▸ **Problem**: The answer should consist of all the entries, repeated word for word.

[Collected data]
=======

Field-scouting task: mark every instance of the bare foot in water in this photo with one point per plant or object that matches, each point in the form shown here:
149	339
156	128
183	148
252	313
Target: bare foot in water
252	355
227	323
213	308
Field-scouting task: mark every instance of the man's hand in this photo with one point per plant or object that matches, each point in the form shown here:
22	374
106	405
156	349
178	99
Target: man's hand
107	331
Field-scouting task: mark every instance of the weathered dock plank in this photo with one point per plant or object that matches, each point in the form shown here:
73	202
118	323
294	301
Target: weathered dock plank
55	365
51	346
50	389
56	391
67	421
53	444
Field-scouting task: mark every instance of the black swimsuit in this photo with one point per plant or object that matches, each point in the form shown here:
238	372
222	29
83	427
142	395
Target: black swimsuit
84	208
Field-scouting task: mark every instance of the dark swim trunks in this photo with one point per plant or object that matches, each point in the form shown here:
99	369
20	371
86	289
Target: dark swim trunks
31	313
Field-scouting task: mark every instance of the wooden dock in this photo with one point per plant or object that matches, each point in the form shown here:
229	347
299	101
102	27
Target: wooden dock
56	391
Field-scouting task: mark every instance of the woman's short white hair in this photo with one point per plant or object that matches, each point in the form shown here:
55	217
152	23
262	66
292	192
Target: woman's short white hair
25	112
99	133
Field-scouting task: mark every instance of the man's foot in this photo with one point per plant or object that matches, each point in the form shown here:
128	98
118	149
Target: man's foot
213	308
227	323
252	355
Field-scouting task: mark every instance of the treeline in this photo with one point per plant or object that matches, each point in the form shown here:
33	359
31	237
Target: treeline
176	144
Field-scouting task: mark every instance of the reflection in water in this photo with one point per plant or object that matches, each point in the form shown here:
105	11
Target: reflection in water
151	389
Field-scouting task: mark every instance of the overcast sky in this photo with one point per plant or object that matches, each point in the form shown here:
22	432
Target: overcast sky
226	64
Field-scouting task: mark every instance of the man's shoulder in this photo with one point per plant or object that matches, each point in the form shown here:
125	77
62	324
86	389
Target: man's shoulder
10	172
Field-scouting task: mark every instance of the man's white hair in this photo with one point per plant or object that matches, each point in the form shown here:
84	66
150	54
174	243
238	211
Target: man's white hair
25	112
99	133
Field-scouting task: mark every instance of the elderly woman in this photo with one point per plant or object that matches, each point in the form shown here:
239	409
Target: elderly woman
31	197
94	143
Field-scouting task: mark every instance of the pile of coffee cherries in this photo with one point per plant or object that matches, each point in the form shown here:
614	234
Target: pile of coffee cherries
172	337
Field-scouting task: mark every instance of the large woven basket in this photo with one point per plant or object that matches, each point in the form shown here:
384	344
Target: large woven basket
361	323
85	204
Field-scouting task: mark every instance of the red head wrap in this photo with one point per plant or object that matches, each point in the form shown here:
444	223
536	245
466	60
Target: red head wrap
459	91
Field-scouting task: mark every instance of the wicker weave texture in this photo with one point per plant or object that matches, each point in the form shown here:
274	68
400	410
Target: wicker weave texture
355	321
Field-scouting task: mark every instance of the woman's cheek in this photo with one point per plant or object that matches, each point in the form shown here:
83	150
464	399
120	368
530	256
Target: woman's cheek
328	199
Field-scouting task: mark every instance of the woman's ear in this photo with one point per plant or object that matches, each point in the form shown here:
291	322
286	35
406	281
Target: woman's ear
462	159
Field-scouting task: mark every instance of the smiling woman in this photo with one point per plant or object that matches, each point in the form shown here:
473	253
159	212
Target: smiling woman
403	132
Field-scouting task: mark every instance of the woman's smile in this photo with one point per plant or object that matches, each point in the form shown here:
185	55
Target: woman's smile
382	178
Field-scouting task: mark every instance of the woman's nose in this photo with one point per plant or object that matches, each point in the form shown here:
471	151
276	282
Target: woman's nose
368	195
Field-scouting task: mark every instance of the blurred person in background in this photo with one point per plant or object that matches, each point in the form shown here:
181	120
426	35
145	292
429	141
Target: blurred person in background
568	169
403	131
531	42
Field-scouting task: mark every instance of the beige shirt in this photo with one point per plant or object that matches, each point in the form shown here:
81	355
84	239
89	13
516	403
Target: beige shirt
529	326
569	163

=======

▸ **Your solution**:
Field-scouting task: mark every instance of the bare foot in water in this photo with one point per plant or object that matches, each point in the form shown here:
149	339
156	128
183	148
252	313
Target: bare foot in water
252	355
227	323
213	308
Field-scouting task: mark every instance of the man's hand in this photo with one point per plant or object that matches, each point in the form shown here:
22	374
106	405
156	349
178	99
Target: man's hand
107	331
Field-scouting task: mark every instance of the weathered dock plank in this photo with one point per plant or object that matches, each point in the form shown here:
73	202
118	323
294	301
Target: weathered dock plank
55	365
51	346
50	389
56	391
67	421
53	444
Field-scouting task: mark every instance of the black swimsuit in this photo with one point per plant or object that matches, each point in the form shown here:
238	372
222	29
83	427
142	395
Target: black swimsuit
84	208
Field-scouting task: mark every instance of the dark swim trunks in this photo with one point per plant or object that matches, each point in the form shown here:
99	369
20	371
86	289
Target: dark swim trunks
31	313
Field-scouting task: mark every instance of the wooden dock in this photo with one point per plant or object that matches, each point in the form shown here:
229	347
299	101
102	27
Target: wooden dock
56	391
Field-scouting task: mark every instance of the woman's short white hair in this photo with one point per plant or object that matches, each point in the form shown here:
55	217
152	23
262	66
292	192
Target: woman's short white hair
25	112
99	133
Field-scouting task: mark every instance of the man's foot in this photo with one point per plant or object that matches, each point in the form shown here:
128	98
118	149
Target: man's foot
213	308
227	323
252	355
Field-scouting task: mark every instance of the treeline in this photo with one point per plant or object that matches, each point in the form shown here:
33	359
31	237
Target: treeline
176	144
Field-scouting task: mark every instance of the reflection in water in this photo with one point per plant or object that matches, each point in the form shown here:
105	11
Target: reflection in water
151	389
Field-scouting task: mark every instance of the overcast sky in this photo with one point per plant or object that matches, each point in the form shown here:
22	432
Target: overcast sky
226	64
Field-scouting task: mark every instance of the man's shoulder in this photo with one point per plant or object that matches, each point in the form shown here:
125	77
62	324
86	389
Target: man's shoulder
10	172
Field-scouting task: mark every instance of the man's white hair in this photo with one point per plant or object that matches, each point in the form shown here:
84	66
150	54
174	243
238	211
Target: man's white hair
25	112
99	133
Field-scouting task: mark every instance of the elderly woman in this photo with one point per plant or object that matches, each point in the form shown here:
239	409
Target: elderly woman
31	197
94	143
Field-scouting task: mark every instance of the pile of coffee cherries in this photo with one point per plant or object that matches, each point in the form shown here:
614	234
Target: pile of coffee cherries
172	337
Field-scouting task: mark every instance of the large woven basket in this photo with one point per plant or object that matches, each point in the form shown here:
384	344
Target: large woven basket
361	323
85	204
Field-scouting task: mark every instance of the red head wrap in this photo with one point per plant or object that matches, each point in the form shown here:
444	223
536	245
466	60
Target: red head wrap
459	91
Field-scouting task: mark every instance of the wicker weave texture in this photo with one point per plant or object that matches, each point in the form shown here:
274	68
400	410
Target: wicker weave texture
355	321
Field-scouting task: mark every instance of the woman's cheek in this photo with one point per plant or object that matches, each point in the form shown here:
83	150
464	399
120	368
530	256
Target: woman's cheek
328	199
Field-scouting task: mark every instance of the woman's ear in this photo with one point per plant or object that matches, each point in the form shown here:
291	322
286	35
406	281
Target: woman's ear
462	159
Field-scouting task: mark every instance of the smiling woman in this photo with one point per plant or object that matches, each point in the form shown here:
473	253
159	212
Target: smiling woman
403	132
Field-scouting task: mark every instance of the woman's smile in this photo with one point per plant or object that matches, each point in the form shown here:
185	55
Target: woman's smile
382	178
Field-scouting task: mark every instance of the woman's nose in this photo with one point per plant or object that matches, each point in the form shown here:
471	151
276	282
Target: woman's nose
368	195
Field-scouting task: mark every instance of the blurred person in background in this photo with one point per plant or object that matches, each point in the form shown here:
181	120
426	35
145	292
429	141
Target: blurred person in background
568	169
403	131
531	42
Field-scouting task: mark every instance of the beige shirt in this photo with one point per plant or object that matches, each point in the form shown here:
81	355
84	239
89	13
516	403
Target: beige shirt
529	326
569	163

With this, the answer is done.